_WHAT NEEDS TO BE DONE:_ Take the material below and output exactly the run of lines from the one containing "# test: point on every instance of the rear brake" down to the one containing "# test: point on every instance of the white van", with both included.
MATERIAL SUPPLIED START
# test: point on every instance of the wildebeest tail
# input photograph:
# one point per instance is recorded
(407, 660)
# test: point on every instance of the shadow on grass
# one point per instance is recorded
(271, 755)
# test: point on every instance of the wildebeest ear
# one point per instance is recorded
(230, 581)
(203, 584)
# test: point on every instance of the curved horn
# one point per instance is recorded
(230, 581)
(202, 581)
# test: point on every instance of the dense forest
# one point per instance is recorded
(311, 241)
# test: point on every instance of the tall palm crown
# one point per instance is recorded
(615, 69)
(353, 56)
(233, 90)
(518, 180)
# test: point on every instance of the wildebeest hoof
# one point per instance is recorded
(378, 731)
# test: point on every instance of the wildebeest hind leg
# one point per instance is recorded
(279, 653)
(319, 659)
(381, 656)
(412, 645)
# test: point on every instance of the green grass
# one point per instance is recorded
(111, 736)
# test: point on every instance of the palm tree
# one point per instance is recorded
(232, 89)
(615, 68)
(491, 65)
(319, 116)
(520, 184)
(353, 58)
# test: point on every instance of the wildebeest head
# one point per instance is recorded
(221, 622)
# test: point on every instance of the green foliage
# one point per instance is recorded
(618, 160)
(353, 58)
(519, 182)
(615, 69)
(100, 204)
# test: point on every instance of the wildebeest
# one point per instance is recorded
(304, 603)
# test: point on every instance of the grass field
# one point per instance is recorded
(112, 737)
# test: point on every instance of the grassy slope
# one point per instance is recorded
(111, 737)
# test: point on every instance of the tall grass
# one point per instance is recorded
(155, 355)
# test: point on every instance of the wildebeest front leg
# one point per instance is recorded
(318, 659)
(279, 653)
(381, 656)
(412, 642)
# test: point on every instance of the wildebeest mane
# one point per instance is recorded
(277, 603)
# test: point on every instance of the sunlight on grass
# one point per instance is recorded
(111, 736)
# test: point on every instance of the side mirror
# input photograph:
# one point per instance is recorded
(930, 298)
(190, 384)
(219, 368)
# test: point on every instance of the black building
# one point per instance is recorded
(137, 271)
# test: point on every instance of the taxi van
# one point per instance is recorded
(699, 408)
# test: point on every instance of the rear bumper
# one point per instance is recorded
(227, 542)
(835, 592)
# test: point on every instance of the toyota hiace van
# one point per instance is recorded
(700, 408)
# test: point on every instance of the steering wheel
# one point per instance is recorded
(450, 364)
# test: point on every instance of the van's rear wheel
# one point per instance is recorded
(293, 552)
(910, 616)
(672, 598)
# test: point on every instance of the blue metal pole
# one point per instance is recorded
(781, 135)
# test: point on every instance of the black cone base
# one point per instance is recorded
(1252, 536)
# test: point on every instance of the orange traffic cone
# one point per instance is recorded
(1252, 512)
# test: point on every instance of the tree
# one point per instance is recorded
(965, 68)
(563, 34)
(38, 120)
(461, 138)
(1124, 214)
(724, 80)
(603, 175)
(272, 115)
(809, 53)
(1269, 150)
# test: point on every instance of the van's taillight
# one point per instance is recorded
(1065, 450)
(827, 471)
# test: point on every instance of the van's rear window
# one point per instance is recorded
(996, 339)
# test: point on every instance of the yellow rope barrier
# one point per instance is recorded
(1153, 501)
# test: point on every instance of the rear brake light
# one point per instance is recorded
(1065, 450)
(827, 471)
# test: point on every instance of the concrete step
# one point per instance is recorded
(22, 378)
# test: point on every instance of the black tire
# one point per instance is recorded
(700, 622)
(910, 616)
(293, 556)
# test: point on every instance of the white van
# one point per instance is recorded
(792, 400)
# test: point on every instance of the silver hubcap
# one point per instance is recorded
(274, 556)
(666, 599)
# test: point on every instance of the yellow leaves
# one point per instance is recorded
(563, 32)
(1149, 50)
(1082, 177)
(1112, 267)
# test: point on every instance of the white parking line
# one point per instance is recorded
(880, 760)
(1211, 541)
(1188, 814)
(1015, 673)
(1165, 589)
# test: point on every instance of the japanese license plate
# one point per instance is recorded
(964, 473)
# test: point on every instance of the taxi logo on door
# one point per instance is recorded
MATERIAL SUPPLIED END
_EXPECTED OUTPUT:_
# test: point on every instance of the rear brake light
# one point per instance is recorded
(1065, 450)
(827, 471)
# test: point on every instance of the concrete step
# one point per instance is recorded
(22, 378)
# test: point on every instance of the black tire
# one point per instance is recorded
(700, 622)
(910, 616)
(293, 556)
# test: point on every instance of the white van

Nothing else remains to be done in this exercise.